Which lines below contain the word "hair"? Locate and copy every one of them.

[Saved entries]
──────────
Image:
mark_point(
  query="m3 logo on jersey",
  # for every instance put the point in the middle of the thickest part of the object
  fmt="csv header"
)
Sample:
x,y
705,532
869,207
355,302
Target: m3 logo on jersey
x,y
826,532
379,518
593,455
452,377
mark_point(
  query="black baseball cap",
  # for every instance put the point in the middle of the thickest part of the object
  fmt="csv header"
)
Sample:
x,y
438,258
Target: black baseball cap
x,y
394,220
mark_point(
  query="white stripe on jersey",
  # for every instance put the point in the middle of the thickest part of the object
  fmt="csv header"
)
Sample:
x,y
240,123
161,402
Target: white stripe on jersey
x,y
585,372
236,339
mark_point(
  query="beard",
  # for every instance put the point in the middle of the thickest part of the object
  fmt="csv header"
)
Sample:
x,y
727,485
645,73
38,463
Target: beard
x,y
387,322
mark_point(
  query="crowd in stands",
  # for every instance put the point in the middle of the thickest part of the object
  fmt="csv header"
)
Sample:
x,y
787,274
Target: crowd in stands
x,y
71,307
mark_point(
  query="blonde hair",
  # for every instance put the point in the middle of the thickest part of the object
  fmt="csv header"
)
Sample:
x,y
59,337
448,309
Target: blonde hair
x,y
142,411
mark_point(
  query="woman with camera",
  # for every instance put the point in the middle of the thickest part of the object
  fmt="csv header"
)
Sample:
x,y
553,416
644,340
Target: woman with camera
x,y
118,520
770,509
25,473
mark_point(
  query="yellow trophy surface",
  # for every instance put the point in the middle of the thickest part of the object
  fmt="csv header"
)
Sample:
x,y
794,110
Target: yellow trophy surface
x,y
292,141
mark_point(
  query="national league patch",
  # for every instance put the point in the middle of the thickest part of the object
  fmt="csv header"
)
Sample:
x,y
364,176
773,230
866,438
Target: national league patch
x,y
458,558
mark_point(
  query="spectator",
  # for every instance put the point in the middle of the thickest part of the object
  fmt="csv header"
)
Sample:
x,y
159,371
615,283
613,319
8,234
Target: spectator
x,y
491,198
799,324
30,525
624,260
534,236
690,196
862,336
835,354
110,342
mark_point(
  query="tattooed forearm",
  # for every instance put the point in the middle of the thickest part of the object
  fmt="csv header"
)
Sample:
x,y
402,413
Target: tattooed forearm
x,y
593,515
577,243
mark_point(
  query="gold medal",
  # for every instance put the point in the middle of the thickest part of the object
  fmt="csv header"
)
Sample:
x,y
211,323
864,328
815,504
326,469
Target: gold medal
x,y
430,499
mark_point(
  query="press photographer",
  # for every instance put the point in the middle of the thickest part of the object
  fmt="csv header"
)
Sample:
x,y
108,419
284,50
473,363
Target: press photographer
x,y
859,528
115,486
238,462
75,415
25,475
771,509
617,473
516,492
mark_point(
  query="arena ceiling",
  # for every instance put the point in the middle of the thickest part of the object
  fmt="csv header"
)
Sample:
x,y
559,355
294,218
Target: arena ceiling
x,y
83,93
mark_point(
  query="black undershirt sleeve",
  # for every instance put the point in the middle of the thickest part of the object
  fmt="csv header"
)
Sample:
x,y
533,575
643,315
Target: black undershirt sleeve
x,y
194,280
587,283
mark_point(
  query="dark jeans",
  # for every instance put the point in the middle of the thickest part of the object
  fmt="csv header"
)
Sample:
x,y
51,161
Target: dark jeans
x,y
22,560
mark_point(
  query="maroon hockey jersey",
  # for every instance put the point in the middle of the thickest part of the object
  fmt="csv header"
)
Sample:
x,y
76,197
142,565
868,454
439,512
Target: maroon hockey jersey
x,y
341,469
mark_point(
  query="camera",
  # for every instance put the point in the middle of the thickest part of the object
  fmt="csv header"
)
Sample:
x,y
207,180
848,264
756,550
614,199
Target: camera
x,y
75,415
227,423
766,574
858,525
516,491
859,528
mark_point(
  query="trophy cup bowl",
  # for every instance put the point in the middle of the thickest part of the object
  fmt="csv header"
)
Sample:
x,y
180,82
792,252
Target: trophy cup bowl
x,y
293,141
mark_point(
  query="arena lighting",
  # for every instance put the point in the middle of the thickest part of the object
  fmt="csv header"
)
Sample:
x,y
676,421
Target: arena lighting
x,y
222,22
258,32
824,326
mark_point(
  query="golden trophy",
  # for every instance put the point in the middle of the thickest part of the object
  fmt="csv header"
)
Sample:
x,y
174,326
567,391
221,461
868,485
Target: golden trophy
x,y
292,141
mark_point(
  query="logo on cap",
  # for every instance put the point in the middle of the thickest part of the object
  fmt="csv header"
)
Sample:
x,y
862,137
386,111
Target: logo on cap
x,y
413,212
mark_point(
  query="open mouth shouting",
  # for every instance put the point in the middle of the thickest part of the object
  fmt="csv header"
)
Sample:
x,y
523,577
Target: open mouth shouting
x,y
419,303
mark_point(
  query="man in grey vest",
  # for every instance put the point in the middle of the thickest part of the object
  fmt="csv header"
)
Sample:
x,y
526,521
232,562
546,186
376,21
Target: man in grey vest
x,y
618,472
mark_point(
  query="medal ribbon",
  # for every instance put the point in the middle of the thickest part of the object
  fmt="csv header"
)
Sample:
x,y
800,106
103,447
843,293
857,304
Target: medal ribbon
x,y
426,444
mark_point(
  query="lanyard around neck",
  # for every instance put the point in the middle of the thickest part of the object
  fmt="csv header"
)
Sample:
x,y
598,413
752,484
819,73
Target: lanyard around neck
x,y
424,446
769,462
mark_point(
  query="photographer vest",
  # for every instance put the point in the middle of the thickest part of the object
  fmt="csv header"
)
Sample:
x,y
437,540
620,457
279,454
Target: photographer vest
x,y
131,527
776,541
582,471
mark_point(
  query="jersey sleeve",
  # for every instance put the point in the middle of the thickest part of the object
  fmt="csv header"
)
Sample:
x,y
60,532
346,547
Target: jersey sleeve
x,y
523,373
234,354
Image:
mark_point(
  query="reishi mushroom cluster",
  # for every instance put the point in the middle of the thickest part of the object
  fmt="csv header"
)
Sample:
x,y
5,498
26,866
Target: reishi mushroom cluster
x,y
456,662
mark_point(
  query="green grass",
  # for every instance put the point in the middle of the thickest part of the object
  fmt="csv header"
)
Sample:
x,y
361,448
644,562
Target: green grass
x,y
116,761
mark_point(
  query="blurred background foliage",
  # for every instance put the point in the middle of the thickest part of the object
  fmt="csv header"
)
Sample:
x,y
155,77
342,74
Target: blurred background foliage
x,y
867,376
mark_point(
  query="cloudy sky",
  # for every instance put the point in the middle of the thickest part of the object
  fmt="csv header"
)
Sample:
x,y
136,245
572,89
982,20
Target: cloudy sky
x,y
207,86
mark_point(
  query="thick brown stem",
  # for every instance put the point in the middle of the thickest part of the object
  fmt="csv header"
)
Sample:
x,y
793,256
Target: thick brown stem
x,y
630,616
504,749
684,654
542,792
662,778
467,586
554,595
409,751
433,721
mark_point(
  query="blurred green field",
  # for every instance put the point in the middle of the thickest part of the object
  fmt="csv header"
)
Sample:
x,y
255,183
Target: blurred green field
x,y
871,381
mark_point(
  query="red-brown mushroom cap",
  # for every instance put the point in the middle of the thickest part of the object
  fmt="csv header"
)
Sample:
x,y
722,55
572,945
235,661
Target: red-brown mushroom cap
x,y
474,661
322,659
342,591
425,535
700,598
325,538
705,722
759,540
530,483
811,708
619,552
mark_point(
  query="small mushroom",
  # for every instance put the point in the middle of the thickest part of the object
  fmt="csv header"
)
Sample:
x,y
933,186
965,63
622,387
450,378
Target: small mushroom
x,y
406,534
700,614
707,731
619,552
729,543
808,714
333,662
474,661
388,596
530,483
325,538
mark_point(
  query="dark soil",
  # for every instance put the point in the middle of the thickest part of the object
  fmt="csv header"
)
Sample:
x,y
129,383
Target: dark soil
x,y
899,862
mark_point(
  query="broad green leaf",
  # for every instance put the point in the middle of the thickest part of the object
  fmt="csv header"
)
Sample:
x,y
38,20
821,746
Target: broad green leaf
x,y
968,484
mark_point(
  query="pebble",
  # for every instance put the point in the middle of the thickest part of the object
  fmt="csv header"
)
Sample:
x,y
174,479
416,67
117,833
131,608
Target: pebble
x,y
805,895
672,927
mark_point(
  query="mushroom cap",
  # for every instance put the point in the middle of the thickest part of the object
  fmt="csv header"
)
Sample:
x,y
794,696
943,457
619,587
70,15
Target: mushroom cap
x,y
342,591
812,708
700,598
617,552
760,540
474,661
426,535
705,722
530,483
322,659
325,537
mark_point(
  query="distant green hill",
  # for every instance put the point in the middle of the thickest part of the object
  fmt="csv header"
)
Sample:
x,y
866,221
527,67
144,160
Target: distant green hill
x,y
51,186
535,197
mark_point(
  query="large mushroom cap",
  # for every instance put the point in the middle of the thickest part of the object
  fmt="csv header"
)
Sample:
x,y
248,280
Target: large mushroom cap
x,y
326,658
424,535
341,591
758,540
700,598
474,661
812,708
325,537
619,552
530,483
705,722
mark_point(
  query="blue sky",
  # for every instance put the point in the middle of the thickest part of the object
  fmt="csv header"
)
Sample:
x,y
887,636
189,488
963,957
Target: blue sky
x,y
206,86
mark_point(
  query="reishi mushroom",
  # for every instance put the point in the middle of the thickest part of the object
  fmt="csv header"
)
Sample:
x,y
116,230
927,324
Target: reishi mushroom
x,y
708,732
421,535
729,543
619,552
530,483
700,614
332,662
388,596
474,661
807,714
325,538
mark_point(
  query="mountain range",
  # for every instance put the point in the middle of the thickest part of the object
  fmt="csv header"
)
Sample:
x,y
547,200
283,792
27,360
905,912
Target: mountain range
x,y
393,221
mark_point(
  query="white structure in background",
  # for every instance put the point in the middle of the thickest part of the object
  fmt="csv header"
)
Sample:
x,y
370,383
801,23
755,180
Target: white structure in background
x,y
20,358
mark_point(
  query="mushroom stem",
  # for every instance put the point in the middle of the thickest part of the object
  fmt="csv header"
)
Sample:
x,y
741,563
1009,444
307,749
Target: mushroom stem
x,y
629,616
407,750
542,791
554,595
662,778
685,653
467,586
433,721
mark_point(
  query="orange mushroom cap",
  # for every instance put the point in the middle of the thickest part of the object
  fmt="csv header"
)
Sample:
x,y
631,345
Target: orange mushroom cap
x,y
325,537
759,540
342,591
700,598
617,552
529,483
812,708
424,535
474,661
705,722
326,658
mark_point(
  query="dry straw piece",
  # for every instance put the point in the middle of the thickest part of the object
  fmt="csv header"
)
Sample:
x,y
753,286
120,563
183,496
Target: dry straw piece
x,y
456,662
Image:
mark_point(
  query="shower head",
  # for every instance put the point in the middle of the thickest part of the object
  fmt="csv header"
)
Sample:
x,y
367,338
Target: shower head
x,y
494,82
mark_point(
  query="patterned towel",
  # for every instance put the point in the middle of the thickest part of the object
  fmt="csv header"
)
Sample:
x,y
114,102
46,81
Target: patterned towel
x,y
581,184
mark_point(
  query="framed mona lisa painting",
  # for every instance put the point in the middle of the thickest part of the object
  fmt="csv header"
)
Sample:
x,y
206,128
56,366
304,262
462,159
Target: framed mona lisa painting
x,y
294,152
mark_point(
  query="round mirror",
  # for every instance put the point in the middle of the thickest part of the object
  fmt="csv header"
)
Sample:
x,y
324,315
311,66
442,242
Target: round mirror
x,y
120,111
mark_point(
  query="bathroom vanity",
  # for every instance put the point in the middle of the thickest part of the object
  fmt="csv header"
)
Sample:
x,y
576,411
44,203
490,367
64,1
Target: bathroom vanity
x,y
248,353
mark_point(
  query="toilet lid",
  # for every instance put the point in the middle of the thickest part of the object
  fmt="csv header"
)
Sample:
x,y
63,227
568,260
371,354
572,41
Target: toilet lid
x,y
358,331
──────────
*Final answer*
  query="blonde hair",
Target: blonde hair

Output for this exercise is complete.